> [WHAT TO DO]: Every record here needs to be retyped exactly.

Content starts

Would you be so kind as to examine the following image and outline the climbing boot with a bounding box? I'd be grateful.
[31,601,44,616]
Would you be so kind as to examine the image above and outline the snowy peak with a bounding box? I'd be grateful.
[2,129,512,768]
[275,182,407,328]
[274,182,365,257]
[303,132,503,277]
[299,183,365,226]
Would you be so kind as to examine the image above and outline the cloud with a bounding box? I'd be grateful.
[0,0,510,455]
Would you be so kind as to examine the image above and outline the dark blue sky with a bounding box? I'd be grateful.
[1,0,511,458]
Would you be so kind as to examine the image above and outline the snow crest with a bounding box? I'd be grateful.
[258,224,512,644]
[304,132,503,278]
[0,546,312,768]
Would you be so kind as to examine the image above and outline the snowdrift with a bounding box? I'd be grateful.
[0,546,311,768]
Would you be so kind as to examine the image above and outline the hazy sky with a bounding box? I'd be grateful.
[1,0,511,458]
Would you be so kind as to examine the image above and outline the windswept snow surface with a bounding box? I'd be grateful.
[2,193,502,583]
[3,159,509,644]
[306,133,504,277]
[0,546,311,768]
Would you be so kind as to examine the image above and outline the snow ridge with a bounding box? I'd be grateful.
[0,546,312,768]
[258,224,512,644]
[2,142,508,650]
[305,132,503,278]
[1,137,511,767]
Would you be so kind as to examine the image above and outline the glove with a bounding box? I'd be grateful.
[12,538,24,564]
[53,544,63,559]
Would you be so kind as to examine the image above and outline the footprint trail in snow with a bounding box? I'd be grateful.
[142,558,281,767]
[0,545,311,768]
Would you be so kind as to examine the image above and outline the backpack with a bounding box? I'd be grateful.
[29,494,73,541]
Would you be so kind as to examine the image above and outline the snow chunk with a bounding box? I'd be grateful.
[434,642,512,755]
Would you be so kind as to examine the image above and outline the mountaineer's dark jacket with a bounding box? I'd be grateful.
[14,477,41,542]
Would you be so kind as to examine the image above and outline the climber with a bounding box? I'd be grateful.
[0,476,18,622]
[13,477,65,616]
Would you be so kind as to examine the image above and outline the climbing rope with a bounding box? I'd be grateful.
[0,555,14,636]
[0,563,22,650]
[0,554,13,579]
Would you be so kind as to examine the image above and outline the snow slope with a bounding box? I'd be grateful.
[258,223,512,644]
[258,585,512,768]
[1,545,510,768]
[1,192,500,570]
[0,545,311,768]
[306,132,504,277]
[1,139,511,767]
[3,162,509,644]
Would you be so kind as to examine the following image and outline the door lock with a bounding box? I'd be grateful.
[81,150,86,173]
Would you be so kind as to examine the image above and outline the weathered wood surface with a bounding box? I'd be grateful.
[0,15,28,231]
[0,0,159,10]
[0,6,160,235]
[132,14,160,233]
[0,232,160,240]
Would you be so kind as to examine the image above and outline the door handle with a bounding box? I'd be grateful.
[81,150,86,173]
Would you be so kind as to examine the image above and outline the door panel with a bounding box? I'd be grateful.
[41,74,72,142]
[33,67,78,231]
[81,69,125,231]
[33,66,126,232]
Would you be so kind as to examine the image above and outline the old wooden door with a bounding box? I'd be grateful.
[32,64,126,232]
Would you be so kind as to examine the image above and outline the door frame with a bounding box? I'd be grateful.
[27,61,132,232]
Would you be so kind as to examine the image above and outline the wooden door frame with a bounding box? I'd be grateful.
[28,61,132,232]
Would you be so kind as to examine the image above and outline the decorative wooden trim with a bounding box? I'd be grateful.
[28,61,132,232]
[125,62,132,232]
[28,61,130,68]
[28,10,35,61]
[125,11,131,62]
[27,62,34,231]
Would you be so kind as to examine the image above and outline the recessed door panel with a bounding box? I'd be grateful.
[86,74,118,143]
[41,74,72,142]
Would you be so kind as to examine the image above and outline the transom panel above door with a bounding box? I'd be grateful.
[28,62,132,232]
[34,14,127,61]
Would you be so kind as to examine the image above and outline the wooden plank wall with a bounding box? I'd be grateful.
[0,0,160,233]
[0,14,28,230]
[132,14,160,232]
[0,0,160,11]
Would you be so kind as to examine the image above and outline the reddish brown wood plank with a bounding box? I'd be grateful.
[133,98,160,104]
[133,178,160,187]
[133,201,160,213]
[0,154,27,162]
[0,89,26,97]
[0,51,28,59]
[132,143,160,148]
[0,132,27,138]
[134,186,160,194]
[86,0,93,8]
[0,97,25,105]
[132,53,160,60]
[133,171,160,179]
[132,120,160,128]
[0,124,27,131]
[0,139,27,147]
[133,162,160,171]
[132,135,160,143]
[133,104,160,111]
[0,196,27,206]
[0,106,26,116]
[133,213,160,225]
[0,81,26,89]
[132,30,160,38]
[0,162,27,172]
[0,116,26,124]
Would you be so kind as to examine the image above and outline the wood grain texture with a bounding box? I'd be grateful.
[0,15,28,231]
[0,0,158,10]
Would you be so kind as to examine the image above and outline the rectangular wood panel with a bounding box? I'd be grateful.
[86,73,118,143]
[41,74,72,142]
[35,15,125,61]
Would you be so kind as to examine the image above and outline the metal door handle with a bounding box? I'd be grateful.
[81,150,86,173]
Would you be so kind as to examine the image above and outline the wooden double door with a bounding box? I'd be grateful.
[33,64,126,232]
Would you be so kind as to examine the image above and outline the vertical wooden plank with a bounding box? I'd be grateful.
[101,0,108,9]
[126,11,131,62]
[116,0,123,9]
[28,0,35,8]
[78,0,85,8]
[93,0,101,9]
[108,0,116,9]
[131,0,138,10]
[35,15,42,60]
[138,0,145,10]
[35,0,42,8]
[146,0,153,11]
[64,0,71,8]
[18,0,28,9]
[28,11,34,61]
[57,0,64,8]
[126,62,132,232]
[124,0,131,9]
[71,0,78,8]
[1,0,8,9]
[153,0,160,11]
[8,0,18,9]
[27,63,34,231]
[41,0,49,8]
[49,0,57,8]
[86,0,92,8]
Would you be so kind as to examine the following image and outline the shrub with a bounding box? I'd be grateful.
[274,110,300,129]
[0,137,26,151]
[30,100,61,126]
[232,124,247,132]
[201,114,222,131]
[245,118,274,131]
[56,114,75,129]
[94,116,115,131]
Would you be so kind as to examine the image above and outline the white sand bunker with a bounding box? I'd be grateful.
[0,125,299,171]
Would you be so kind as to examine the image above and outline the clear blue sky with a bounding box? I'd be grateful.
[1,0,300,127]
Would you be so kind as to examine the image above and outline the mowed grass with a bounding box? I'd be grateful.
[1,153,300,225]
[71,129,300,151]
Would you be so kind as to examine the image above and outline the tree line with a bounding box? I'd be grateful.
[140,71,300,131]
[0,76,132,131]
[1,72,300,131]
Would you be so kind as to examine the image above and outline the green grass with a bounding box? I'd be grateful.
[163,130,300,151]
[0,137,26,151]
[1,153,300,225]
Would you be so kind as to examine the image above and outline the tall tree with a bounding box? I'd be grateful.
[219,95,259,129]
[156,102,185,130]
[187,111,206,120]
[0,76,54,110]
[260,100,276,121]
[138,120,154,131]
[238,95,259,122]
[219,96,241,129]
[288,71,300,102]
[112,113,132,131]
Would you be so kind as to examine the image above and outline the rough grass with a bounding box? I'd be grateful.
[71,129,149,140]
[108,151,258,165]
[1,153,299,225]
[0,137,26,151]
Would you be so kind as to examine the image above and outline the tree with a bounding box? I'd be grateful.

Content ends

> [RESULT OF THIS TASK]:
Would you be so kind as to examine the following image and outline the climbing boot with a bounding box? I'd be grateful.
[31,601,44,616]
Would you be so kind as to examine the image above and outline the snowy peak with a bounding box? I'd be grateful.
[2,129,512,768]
[275,182,407,328]
[274,182,365,257]
[303,132,503,277]
[299,183,365,226]
Would you be so kind as to examine the image above and outline the cloud with a bounding box? I'd be grateful.
[0,0,510,455]
Would you be so kind as to examine the image above and outline the dark blue sky with a bounding box? I'd be grateful.
[1,0,511,458]
Would you be so kind as to examine the image above and outline the snow crest with a bounding box? I'd be grateful.
[258,224,512,644]
[304,132,503,278]
[0,546,312,768]
Would you be so kind as to examine the image above and outline the snowdrift with a bounding box? I'd be grateful.
[0,546,311,768]
Would you be so kind as to examine the image above and outline the hazy sky with a bounding box? I'd be grateful.
[1,0,511,458]
Would you be so kind as to examine the image above and outline the windswept snow surface with a bounding box? I'd be grateful.
[2,193,502,583]
[3,159,509,644]
[306,133,504,277]
[0,546,311,768]
Would you be so kind as to examine the image above and outline the snow ridge with a bounding box? I'd be grateful.
[0,546,312,768]
[258,224,512,644]
[2,142,508,650]
[305,132,503,278]
[1,137,511,767]
Would you be so kind as to examine the image above and outline the glove with a bounding box? I'd be grateful.
[12,538,24,564]
[53,544,63,559]
Would you be so kind as to examine the image above and outline the footprint trail in snow with a bounding box? I'd be grateful.
[142,558,281,767]
[0,545,311,768]
Would you be so kind as to examine the image above and outline the backpack with a bounding box? I'd be grateful.
[29,494,73,541]
Would you be so kind as to examine the image above and outline the snow chunk with a bounding box? I'd be grateful.
[434,642,512,755]
Would you be so kind as to examine the image above and outline the mountaineer's dark jacket with a bounding box? I'd be grateful.
[14,477,41,542]
Would you be so kind as to examine the image above and outline the climber with a bounding box? I'd be grateful.
[0,476,18,622]
[13,477,65,616]
Would you be so kind as to examine the image above and outline the climbing rope with a bounding box? I'd be grateful.
[0,555,14,636]
[0,563,22,650]
[0,554,13,579]
Would you be so kind as to examine the image above and outline the snow slope with a bounding box? I'd be grateful.
[258,223,512,644]
[258,585,512,768]
[1,545,510,768]
[1,192,500,570]
[0,545,311,768]
[306,132,504,277]
[1,139,511,767]
[3,162,509,644]
Would you be so kind as to examine the following image and outline the door lock with a bounding box? I'd be grateful.
[81,150,86,173]
Would you be so kind as to examine the image above and outline the weathered wood surface with a bounding box? I'd be grateful.
[0,15,28,231]
[0,0,159,10]
[0,6,160,235]
[132,14,160,233]
[0,232,160,240]
Would you be so kind as to examine the image above and outline the door handle with a bounding box? I'd be grateful.
[81,150,86,173]
Would you be so kind as to examine the image above and outline the door panel with a bounding box? I'd be grateful.
[41,74,72,142]
[33,67,78,231]
[81,69,125,231]
[33,66,126,232]
Would you be so kind as to examine the image above and outline the old wooden door with a bounding box? I'd be grateful.
[32,64,126,232]
Would you be so kind as to examine the image above and outline the door frame with a bounding box? I'd be grateful.
[27,61,132,232]
Would you be so kind as to examine the image above and outline the wooden door frame with a bounding box? I'd be grateful.
[28,61,132,232]
Would you be so kind as to examine the image above and outline the decorative wooden trim with a bounding box? I'd be grateful.
[28,61,132,232]
[125,62,132,232]
[28,61,130,68]
[28,10,35,61]
[125,11,131,62]
[27,62,34,231]
Would you be so kind as to examine the image above and outline the recessed door panel with a bounding box? I'd be grateful.
[86,74,118,143]
[41,74,72,142]
Would you be so kind as to examine the image above and outline the transom panel above door with a bounding box? I'd be grateful.
[28,62,132,232]
[34,14,127,61]
Would you be so kind as to examine the image above and outline the wooden plank wall with a bounding box? I'd be grateful.
[0,0,160,233]
[0,14,28,230]
[132,14,160,232]
[0,0,160,11]
Would you be so kind as to examine the image above and outline the reddish brown wood plank with a bounding box? I'd be grateful.
[133,98,160,104]
[133,178,160,187]
[133,201,160,213]
[0,154,27,162]
[0,89,26,97]
[0,51,28,59]
[132,143,160,148]
[0,132,27,138]
[134,186,160,194]
[86,0,93,8]
[0,97,25,105]
[132,53,160,60]
[133,171,160,179]
[132,120,160,128]
[0,124,27,131]
[0,139,27,147]
[133,162,160,171]
[132,135,160,143]
[133,104,160,111]
[0,196,27,206]
[0,106,26,116]
[133,213,160,225]
[0,81,26,89]
[132,30,160,38]
[0,162,27,172]
[0,116,26,124]
Would you be so kind as to examine the image above and outline the wood grain texture with a bounding box? I'd be grateful.
[0,15,28,231]
[0,0,158,10]
Would you be so kind as to examine the image above and outline the rectangular wood panel with a bounding box? I'd be grateful.
[86,73,118,143]
[41,74,72,142]
[35,15,125,61]
Would you be so kind as to examine the image above and outline the metal door handle with a bounding box? I'd be grateful.
[81,150,86,173]
Would you be so kind as to examine the image above and outline the wooden double door with a bounding box? I'd be grateful.
[33,64,126,232]
Would you be so kind as to examine the image above and outline the vertical wooden plank with a bounding box? I'd be grateful.
[101,0,108,9]
[126,11,131,62]
[116,0,123,9]
[28,0,35,8]
[78,0,85,8]
[93,0,101,9]
[108,0,116,9]
[131,0,138,10]
[35,15,42,60]
[138,0,145,10]
[35,0,42,8]
[146,0,153,11]
[64,0,71,8]
[18,0,28,9]
[28,11,34,61]
[57,0,64,8]
[126,62,132,232]
[124,0,131,9]
[71,0,78,8]
[1,0,8,9]
[153,0,160,11]
[8,0,18,9]
[27,63,34,231]
[41,0,49,8]
[49,0,57,8]
[86,0,92,8]
Would you be so kind as to examine the following image and outline the shrub with a bounding box? I'd be grateful.
[274,110,300,129]
[0,137,26,151]
[30,100,61,126]
[232,124,247,132]
[201,114,222,131]
[245,118,274,131]
[56,114,75,129]
[94,116,115,131]
Would you be so kind as to examine the image above and outline the white sand bunker with a bounding box? I'd be grateful.
[0,125,299,171]
Would you be so kind as to examine the image above and outline the clear blue sky with a bounding box? I'd be grateful.
[1,0,300,127]
Would you be so kind as to examine the image above and outline the mowed grass with a bounding box? I'd be grateful.
[1,153,300,225]
[71,129,300,151]
Would you be so kind as to examine the image above and outline the tree line with a bounding box? I'd be grateful.
[140,71,300,131]
[0,76,132,131]
[1,72,300,131]
Would you be so kind as to examine the image above and outline the green grass with a bounding box? I'd be grateful.
[163,130,300,151]
[0,137,26,151]
[1,153,300,225]
Would you be so kind as to examine the image above and outline the tall tree with a bounding box? I'd be grateful.
[219,95,259,129]
[156,102,185,130]
[187,111,206,120]
[0,76,54,110]
[260,100,276,121]
[138,120,154,131]
[238,95,259,122]
[219,96,241,129]
[288,71,300,102]
[112,113,132,131]
Would you be so kind as to examine the image above and outline the rough grass with a bounding box? I'd be grateful.
[71,129,149,140]
[108,151,258,165]
[1,153,299,225]
[0,137,26,151]
Would you be so kind as to examine the image above and outline the tree with a bounding box? I'd be grateful.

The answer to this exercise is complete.